• [Material to process]
++++++++++

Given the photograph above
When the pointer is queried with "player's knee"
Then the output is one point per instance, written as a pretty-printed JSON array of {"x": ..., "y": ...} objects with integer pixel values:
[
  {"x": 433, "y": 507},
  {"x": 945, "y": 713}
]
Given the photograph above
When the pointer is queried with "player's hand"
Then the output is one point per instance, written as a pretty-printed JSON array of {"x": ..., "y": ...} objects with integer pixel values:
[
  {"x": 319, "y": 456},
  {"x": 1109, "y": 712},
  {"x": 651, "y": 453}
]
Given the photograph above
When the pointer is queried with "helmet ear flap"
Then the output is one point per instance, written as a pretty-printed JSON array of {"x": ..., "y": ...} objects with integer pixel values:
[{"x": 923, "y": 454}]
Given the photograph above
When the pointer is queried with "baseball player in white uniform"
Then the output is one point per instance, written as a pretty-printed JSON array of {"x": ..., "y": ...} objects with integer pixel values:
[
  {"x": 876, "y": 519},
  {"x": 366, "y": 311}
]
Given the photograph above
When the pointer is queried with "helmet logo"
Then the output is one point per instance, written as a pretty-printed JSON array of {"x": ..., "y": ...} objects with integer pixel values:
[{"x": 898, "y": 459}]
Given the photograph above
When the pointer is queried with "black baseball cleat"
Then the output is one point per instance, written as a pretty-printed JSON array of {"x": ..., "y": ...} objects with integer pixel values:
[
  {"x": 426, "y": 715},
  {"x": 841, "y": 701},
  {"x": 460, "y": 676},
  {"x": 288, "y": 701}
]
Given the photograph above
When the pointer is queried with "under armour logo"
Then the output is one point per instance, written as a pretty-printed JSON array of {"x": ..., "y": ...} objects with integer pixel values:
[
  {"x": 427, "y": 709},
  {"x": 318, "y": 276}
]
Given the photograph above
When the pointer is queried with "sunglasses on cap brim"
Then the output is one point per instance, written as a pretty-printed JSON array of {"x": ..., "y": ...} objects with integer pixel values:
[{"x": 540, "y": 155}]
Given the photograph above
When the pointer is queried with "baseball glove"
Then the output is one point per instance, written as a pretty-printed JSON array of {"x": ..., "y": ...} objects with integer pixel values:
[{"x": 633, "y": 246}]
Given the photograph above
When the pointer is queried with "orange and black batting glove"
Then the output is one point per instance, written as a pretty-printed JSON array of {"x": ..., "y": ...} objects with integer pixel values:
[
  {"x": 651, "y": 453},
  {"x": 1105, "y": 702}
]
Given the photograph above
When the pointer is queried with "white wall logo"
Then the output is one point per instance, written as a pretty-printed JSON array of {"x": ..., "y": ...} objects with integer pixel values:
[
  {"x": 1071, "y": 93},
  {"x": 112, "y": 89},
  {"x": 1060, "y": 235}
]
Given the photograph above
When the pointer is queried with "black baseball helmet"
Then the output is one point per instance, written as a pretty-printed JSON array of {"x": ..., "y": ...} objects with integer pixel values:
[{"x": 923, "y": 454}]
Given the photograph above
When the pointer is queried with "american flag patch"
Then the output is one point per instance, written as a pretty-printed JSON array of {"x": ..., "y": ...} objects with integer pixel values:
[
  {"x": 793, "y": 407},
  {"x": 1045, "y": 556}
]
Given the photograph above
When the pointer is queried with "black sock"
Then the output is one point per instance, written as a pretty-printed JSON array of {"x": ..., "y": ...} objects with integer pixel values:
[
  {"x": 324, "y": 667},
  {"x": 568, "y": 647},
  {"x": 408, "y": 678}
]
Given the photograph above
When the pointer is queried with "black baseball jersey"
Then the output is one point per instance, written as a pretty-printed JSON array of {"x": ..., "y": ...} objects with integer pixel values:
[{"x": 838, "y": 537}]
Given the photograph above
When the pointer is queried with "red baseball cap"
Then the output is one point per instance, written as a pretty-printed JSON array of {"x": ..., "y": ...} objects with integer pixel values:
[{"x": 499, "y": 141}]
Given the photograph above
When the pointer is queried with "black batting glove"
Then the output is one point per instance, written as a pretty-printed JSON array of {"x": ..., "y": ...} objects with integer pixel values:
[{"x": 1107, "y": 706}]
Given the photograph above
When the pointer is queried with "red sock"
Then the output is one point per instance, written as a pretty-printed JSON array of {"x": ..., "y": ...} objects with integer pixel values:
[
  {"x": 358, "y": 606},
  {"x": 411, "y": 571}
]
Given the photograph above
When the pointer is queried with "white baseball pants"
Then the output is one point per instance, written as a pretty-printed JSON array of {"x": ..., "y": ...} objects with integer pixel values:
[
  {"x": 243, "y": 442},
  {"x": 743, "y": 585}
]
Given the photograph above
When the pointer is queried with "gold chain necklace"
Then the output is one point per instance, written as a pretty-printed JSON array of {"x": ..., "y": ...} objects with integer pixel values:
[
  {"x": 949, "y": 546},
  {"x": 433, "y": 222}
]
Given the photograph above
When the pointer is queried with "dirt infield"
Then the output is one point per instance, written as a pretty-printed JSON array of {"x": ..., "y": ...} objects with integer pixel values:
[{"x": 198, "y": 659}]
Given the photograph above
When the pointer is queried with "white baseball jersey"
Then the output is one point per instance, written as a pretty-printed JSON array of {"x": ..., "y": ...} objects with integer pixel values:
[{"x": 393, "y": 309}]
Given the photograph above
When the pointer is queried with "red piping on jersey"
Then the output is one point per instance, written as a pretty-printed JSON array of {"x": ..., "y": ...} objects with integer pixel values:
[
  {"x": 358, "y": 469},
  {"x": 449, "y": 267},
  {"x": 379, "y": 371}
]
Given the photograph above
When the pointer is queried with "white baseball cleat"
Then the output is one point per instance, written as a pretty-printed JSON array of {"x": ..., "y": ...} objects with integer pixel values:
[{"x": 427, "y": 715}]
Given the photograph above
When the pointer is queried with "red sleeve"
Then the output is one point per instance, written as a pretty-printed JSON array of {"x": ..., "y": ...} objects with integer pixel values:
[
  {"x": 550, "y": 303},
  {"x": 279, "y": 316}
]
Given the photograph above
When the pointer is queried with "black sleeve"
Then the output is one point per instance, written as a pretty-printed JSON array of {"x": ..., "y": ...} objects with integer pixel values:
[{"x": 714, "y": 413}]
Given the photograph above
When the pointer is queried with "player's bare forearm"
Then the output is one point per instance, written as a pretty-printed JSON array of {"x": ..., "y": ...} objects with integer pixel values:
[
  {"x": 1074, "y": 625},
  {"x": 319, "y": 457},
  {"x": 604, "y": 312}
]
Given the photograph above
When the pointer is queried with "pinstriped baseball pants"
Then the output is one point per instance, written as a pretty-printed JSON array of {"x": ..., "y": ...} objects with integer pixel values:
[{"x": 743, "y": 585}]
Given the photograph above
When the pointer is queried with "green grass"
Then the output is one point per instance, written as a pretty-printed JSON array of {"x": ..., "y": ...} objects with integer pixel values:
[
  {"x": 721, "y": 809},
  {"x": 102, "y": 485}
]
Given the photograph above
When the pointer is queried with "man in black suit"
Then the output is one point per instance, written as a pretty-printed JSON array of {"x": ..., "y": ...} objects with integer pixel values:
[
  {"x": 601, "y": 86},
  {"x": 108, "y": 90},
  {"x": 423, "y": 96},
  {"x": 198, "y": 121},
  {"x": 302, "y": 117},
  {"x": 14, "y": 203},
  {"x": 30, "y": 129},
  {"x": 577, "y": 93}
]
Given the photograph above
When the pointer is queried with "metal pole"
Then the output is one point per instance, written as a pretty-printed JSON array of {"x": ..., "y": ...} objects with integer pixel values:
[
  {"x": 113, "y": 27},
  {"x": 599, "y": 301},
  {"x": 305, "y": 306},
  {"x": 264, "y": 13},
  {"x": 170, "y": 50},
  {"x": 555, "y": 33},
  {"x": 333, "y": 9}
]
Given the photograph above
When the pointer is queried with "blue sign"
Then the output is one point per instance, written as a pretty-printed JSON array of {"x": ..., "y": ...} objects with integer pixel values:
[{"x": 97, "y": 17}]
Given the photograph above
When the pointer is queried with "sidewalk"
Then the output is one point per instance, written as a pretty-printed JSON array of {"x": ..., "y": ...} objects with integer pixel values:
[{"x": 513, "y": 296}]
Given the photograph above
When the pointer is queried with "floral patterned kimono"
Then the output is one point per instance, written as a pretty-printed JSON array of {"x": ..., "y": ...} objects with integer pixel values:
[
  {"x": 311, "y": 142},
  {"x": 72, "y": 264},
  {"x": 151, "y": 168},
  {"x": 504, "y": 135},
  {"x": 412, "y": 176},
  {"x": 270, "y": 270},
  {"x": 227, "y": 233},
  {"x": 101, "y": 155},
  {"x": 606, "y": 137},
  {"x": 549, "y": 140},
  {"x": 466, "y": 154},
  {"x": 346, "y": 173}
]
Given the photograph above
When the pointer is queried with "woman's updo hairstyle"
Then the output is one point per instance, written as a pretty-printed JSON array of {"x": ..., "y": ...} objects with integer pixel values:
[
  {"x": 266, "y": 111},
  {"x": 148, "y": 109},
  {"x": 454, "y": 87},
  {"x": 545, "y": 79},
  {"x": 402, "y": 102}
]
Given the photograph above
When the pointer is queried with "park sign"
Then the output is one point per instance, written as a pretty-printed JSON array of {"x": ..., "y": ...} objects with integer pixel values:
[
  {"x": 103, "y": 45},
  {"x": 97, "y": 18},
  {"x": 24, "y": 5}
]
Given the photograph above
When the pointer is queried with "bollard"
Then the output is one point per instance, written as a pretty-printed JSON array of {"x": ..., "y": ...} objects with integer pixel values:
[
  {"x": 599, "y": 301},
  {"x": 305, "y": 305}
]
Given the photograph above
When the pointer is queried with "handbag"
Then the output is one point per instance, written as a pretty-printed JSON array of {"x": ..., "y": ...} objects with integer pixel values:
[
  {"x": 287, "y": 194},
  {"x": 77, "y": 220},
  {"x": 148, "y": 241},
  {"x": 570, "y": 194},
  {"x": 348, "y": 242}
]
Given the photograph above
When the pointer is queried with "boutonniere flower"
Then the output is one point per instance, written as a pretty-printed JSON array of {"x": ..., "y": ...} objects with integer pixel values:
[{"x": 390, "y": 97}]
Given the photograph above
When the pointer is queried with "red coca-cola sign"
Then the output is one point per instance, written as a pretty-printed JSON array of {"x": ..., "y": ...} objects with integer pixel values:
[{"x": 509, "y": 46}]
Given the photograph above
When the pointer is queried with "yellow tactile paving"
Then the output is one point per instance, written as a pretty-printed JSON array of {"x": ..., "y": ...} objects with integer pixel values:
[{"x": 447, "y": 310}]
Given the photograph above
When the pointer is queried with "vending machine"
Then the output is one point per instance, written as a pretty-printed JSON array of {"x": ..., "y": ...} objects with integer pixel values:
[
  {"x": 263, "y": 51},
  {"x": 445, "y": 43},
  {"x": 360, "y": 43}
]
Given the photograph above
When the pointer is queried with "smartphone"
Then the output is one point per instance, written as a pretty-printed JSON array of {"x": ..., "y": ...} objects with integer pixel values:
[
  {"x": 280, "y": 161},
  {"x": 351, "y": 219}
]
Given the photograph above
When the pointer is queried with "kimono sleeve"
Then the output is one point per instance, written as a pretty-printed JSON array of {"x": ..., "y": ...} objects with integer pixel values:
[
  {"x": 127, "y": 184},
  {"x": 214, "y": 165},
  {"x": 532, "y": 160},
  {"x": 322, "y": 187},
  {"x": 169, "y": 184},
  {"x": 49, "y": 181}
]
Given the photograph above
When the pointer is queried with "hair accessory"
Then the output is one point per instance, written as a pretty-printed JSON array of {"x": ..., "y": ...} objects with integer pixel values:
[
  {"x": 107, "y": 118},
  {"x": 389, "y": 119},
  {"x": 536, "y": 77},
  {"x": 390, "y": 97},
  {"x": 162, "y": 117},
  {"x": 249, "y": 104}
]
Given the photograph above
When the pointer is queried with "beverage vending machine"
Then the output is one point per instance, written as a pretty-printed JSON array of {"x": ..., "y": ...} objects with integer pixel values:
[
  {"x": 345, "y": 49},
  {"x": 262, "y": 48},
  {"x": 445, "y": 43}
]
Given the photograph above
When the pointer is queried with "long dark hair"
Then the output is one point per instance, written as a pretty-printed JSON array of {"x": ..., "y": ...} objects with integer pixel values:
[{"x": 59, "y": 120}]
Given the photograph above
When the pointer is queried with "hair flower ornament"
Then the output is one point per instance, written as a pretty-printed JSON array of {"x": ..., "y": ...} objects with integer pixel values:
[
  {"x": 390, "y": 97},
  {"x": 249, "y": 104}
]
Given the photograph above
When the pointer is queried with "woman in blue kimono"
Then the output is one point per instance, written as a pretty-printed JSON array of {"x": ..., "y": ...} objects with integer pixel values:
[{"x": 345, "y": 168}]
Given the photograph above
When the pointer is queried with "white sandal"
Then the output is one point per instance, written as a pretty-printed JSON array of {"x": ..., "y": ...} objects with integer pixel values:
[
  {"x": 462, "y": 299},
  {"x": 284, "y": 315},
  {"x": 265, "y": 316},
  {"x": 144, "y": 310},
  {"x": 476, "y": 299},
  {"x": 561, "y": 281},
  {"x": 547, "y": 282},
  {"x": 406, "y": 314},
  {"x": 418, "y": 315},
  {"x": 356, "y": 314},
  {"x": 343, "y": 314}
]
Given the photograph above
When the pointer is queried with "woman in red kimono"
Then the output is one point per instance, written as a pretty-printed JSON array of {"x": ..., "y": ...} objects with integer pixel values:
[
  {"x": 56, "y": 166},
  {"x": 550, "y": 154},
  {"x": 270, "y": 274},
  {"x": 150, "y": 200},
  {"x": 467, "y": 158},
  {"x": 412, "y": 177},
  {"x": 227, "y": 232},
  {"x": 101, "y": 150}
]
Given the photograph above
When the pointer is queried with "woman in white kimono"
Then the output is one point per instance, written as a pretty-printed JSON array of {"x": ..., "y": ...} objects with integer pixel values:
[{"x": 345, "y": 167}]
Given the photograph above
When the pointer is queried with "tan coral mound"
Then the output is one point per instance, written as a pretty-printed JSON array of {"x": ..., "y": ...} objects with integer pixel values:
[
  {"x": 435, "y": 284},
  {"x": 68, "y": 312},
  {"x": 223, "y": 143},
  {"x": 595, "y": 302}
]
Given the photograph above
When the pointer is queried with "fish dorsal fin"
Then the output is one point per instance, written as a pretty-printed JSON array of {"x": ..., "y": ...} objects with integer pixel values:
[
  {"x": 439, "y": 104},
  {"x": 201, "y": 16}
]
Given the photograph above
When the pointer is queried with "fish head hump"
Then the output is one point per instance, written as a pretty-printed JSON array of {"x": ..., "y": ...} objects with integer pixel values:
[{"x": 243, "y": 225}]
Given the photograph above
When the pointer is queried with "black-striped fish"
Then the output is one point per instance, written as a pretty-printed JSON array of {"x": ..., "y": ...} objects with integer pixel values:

++++++++++

• [Work order] All lines in the listing above with the string "player" should be returned.

• [Output for this exercise]
When the pointer is queried with "player's knee"
When the pointer is queried with "player's hand"
When the pointer is queried with "baseball player in white uniform"
When the pointer is queried with "player's bare forearm"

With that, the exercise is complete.